◆ **WORK INSTRUCTION**
Repeat the data exactly, with every line included.
────────────────────────────────────────
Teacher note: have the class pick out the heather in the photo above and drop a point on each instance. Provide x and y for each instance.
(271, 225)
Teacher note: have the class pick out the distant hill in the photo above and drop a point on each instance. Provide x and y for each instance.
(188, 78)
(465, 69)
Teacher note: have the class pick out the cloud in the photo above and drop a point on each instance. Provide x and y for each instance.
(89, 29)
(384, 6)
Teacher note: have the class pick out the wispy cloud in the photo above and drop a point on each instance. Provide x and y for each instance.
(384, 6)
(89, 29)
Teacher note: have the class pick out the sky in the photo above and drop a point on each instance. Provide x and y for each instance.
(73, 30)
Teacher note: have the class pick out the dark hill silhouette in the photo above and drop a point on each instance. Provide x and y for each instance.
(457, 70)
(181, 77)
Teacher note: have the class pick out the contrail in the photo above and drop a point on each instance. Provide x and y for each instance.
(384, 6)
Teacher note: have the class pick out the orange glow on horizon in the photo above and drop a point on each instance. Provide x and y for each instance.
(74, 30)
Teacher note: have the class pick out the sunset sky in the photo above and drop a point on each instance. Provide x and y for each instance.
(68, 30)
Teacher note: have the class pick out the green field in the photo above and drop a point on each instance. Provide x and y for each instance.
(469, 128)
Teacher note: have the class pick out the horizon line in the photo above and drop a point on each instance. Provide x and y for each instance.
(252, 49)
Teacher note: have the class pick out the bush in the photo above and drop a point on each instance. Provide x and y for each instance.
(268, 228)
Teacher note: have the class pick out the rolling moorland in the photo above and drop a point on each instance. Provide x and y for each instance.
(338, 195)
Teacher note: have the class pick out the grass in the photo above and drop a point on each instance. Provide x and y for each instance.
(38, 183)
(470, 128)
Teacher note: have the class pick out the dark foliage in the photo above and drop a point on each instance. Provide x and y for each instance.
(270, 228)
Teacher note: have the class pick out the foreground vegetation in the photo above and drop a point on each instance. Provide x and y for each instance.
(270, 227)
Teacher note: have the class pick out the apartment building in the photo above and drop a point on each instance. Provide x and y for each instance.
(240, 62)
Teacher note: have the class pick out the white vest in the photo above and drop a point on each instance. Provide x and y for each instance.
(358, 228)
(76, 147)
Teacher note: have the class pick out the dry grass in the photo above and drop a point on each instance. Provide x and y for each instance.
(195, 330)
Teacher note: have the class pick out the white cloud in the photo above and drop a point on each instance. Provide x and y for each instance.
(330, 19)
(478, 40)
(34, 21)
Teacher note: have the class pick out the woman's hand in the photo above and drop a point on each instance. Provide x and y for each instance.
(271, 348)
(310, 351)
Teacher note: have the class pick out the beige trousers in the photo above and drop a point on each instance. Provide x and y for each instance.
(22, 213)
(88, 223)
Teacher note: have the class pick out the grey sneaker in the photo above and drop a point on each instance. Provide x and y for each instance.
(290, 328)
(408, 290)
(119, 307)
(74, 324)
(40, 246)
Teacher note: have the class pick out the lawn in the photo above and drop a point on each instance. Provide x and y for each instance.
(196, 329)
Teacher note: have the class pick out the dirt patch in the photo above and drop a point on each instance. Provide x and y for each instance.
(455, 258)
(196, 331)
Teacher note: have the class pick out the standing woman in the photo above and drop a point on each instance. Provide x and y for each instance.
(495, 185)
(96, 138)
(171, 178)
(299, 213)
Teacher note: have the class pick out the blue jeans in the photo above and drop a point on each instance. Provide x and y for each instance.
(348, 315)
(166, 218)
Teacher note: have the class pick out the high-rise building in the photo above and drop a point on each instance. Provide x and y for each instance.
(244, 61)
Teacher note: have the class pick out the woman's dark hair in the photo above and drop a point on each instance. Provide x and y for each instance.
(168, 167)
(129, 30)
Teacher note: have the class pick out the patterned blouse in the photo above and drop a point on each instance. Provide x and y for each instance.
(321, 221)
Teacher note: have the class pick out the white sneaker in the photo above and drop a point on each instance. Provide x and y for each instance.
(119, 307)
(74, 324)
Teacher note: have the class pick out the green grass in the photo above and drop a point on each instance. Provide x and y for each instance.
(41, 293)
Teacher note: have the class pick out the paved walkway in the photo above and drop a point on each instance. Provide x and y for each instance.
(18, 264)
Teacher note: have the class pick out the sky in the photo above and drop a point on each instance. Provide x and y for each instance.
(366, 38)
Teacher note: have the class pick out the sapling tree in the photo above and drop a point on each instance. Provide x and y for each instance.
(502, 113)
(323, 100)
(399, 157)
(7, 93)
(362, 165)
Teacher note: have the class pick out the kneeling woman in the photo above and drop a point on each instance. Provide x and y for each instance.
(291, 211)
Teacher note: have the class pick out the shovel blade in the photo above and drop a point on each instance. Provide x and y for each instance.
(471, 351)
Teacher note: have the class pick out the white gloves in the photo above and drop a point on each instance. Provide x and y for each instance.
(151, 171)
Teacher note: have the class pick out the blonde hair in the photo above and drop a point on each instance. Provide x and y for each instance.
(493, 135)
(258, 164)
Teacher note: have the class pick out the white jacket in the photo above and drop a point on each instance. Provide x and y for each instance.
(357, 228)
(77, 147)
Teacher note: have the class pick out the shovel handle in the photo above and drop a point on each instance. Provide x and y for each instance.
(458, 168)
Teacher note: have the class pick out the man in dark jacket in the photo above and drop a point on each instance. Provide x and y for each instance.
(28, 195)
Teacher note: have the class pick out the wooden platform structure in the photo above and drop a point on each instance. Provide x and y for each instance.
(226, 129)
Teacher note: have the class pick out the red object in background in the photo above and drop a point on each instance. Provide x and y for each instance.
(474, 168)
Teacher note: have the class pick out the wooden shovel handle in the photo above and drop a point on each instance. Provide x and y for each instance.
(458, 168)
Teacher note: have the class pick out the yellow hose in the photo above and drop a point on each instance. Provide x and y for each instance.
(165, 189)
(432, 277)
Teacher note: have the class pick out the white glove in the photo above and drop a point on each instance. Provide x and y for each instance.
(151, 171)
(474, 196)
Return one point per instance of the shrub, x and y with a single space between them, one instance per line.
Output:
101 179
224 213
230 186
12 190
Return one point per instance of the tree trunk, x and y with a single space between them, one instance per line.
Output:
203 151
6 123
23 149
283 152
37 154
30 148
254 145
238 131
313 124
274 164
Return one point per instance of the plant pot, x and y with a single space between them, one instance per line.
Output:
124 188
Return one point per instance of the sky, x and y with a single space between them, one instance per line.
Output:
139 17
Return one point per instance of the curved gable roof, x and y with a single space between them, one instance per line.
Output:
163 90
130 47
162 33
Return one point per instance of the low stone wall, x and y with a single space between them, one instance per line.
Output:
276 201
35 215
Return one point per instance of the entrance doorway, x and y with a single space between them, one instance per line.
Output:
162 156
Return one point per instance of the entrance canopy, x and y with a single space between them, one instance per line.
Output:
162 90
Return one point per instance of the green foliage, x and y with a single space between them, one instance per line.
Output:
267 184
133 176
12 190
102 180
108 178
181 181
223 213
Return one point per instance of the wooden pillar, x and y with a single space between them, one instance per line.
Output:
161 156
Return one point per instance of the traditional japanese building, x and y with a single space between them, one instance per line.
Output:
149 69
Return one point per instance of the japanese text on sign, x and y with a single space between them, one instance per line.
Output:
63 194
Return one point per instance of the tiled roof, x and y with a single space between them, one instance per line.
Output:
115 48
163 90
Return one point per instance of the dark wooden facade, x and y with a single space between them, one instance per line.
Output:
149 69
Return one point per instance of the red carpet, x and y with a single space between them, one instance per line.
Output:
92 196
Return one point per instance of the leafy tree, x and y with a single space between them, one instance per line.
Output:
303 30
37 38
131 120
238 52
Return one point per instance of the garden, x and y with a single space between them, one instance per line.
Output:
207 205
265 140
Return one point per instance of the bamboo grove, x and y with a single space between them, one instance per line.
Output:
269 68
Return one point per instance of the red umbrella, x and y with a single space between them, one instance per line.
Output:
────────────────────────────────────────
◆ **RESPONSE TO THIS EXERCISE**
Teacher note: have the class pick out the heather in the photo above and drop a point on each instance. Provide x and y for each instance.
(271, 225)
Teacher note: have the class pick out the distant hill in the photo above and drop a point on each instance. Provide x and y for each instance.
(188, 78)
(465, 69)
Teacher note: have the class pick out the cloud in the photo above and drop a point on each instance. Provide x and y for each instance.
(89, 29)
(384, 6)
Teacher note: have the class pick out the wispy cloud in the photo above and drop a point on each instance. Provide x and y for each instance.
(384, 6)
(89, 29)
Teacher note: have the class pick out the sky in the photo above and drop a point on each instance. Provide x and y for each instance.
(73, 30)
Teacher note: have the class pick out the dark hill silhouette in the photo above and drop a point on each instance. Provide x and y for each instance.
(457, 70)
(181, 77)
Teacher note: have the class pick out the contrail in the photo above and drop a point on each instance. Provide x and y for each instance.
(384, 6)
Teacher note: have the class pick out the orange glow on horizon in the photo above and drop a point on each instance. Provide x and y for each instance.
(74, 30)
Teacher note: have the class pick out the sunset sky in the photo above and drop a point on each instance. Provide x and y for each instance.
(68, 30)
Teacher note: have the class pick out the green field in the photo above and drop a point on each instance. Provide x and y for each instance.
(469, 128)
Teacher note: have the class pick out the horizon line in the photo above and drop a point on each instance. Provide x and y for each instance.
(252, 49)
Teacher note: have the class pick out the bush in the photo above and drop a point on each instance. Provide x and y for each instance.
(268, 228)
Teacher note: have the class pick out the rolling moorland in the photo above and drop a point on each instance. Provide x and y for each instance.
(338, 195)
Teacher note: have the class pick out the grass in the photo above and drop a point on each instance. Provide x and y for each instance.
(38, 183)
(470, 128)
Teacher note: have the class pick out the dark foliage in the photo above and drop a point on each instance. Provide x and y for each instance.
(270, 228)
Teacher note: have the class pick out the foreground vegetation in the photo above and drop a point on each instance. Provide x and y for each instance.
(270, 227)
Teacher note: have the class pick out the apartment building in the photo above and drop a point on each instance. Provide x and y for each instance.
(240, 62)
Teacher note: have the class pick out the white vest in the photo above and drop a point on each instance. Provide x and y for each instance.
(358, 228)
(76, 147)
Teacher note: have the class pick out the dry grass in the photo above and drop a point on each instance. Provide x and y for each instance.
(195, 330)
Teacher note: have the class pick out the white cloud in the photo above and drop a point on each instance. Provide x and y for each instance.
(330, 19)
(478, 40)
(34, 21)
Teacher note: have the class pick out the woman's hand in the photo above and drop a point on each instance. Provide x and y for each instance.
(271, 348)
(310, 351)
Teacher note: have the class pick out the beige trousers in the photo above and drop a point on each instance. Provide x and y for each instance.
(22, 213)
(88, 223)
Teacher note: have the class pick out the grey sneaker in the photo above and drop a point on each instance. Provide x and y for each instance.
(290, 328)
(408, 290)
(119, 307)
(74, 324)
(40, 246)
Teacher note: have the class pick out the lawn in the photo above and drop a point on each instance. Provide x and y for each instance.
(196, 329)
Teacher note: have the class pick out the dirt patch in the photo above and drop a point on each instance. Provide x and y for each instance.
(455, 258)
(196, 331)
Teacher note: have the class pick out the standing woman in the photo above and drop a point on each instance. Provide x and y for each instance.
(495, 185)
(96, 138)
(171, 178)
(299, 213)
Teacher note: have the class pick out the blue jeans in the photo above and drop a point on each instance. Provide x and y for each instance.
(348, 315)
(166, 218)
Teacher note: have the class pick out the high-rise building in the photo above and drop a point on each instance. Provide x and y for each instance.
(244, 61)
Teacher note: have the class pick out the woman's dark hair in the photo above and drop a point on each instance. Provide x and y for each instance.
(168, 167)
(129, 30)
Teacher note: have the class pick out the patterned blouse in the photo above and drop a point on each instance. Provide x and y for each instance.
(321, 221)
Teacher note: have the class pick out the white sneaker in the photo above and drop a point on each instance. Provide x and y for each instance.
(119, 307)
(74, 324)
Teacher note: have the class pick out the green grass in the photo above and drop a point on each instance. Provide x and y for each instance.
(41, 293)
Teacher note: have the class pick out the paved walkway in the photo above and drop a point on each instance. Provide x and y for each instance.
(18, 264)
Teacher note: have the class pick out the sky in the photo above and drop a point on each instance. Provide x and y for each instance.
(366, 38)
Teacher note: have the class pick out the sapling tree in the photo above and drop a point on each instance. Provide x and y for each instance.
(502, 113)
(323, 100)
(399, 157)
(7, 93)
(362, 165)
Teacher note: have the class pick out the kneeling woman in the photo above and drop a point on each instance. Provide x and y for each instance.
(291, 211)
Teacher note: have the class pick out the shovel blade in the photo above and drop a point on each instance. Provide x and y for each instance.
(471, 351)
Teacher note: have the class pick out the white gloves in the photo above and drop a point on each instance. Provide x and y for each instance.
(151, 171)
Teacher note: have the class pick out the blonde hair in the photo above and drop a point on each instance. Provide x and y for each instance.
(493, 135)
(258, 164)
Teacher note: have the class pick out the white jacket in the photo above and drop a point on each instance. Provide x and y for each instance.
(357, 228)
(77, 147)
Teacher note: have the class pick out the shovel handle in the photo above and drop a point on each instance. Provide x and y for each instance.
(458, 168)
Teacher note: have the class pick out the man in dark jacket in the photo above and drop a point on each instance. Provide x and y for each instance.
(28, 195)
Teacher note: have the class pick out the wooden platform structure in the photo above and drop a point on each instance. Provide x and y for each instance.
(226, 129)
Teacher note: have the class pick out the red object in background in the photo above and drop a point on each instance. Provide x and y for each instance.
(474, 168)
Teacher note: have the class pick out the wooden shovel handle in the photo above and drop a point on each instance. Provide x and y for each instance.
(458, 168)
Teacher note: have the class pick out the yellow hose in the photo above and drop a point on each instance. Provide x and y for each instance.
(165, 189)
(432, 277)
Teacher note: have the class pick out the white glove in the photo above and drop a point on each instance. Provide x and y for each instance.
(151, 171)
(474, 196)
Return one point per instance of the shrub, x and y with a single space between them, one instance per line.
Output:
101 179
224 213
230 186
12 190
Return one point per instance of the tree trunk, x and y with a single space between them, one instance per line.
Output:
203 151
6 123
23 149
283 152
37 154
30 148
254 145
238 131
313 124
274 164
Return one point per instance of the plant pot, x and y with a single space between them, one instance per line.
Output:
124 188
Return one point per instance of the sky, x and y with a single space between them, one instance per line.
Output:
139 17
Return one point per instance of the curved gable roof, x and y with a single space between them, one instance per line.
Output:
163 90
130 47
162 33
Return one point per instance of the low stone wall, x and y with a single space between them, one instance per line.
Output:
276 201
35 215
Return one point per instance of the entrance doorway, x and y with a single space between them, one instance per line.
Output:
162 156
Return one point per instance of the entrance canopy, x and y with a single space between them, one instance per line.
Output:
162 90
Return one point per instance of the green foliage, x and y with a single space between them, one instance per line.
Output:
267 184
133 176
12 190
102 180
108 178
181 181
223 213
Return one point per instance of the wooden pillar, x and y with a single space between them, one instance per line.
Output:
161 156
Return one point per instance of the traditional japanese building, x and y with a single space between them, one instance per line.
Output:
149 69
Return one point per instance of the japanese text on sign, x and y with a single space between them, one instance per line.
Output:
63 194
Return one point per instance of the tiled roof, x and y with a single space between them, one instance per line.
Output:
115 48
163 90
Return one point per instance of the dark wooden facade, x and y with a single space between them, one instance per line.
Output:
149 69
Return one point per instance of the red carpet, x and y with a single space between them, one instance per line.
Output:
92 196
Return one point per instance of the leafy tree, x and y with a single space between them, one instance per line.
Output:
303 30
37 38
131 120
238 52
Return one point per instance of the garden, x and y with a single space between them, one instance per line.
Output:
207 205
265 140
Return one point per instance of the bamboo grove, x and y with a single space between them, one instance per line.
Output:
269 68
Return one point per instance of the red umbrella, x and y with a single space between them, one instance per line.
Output:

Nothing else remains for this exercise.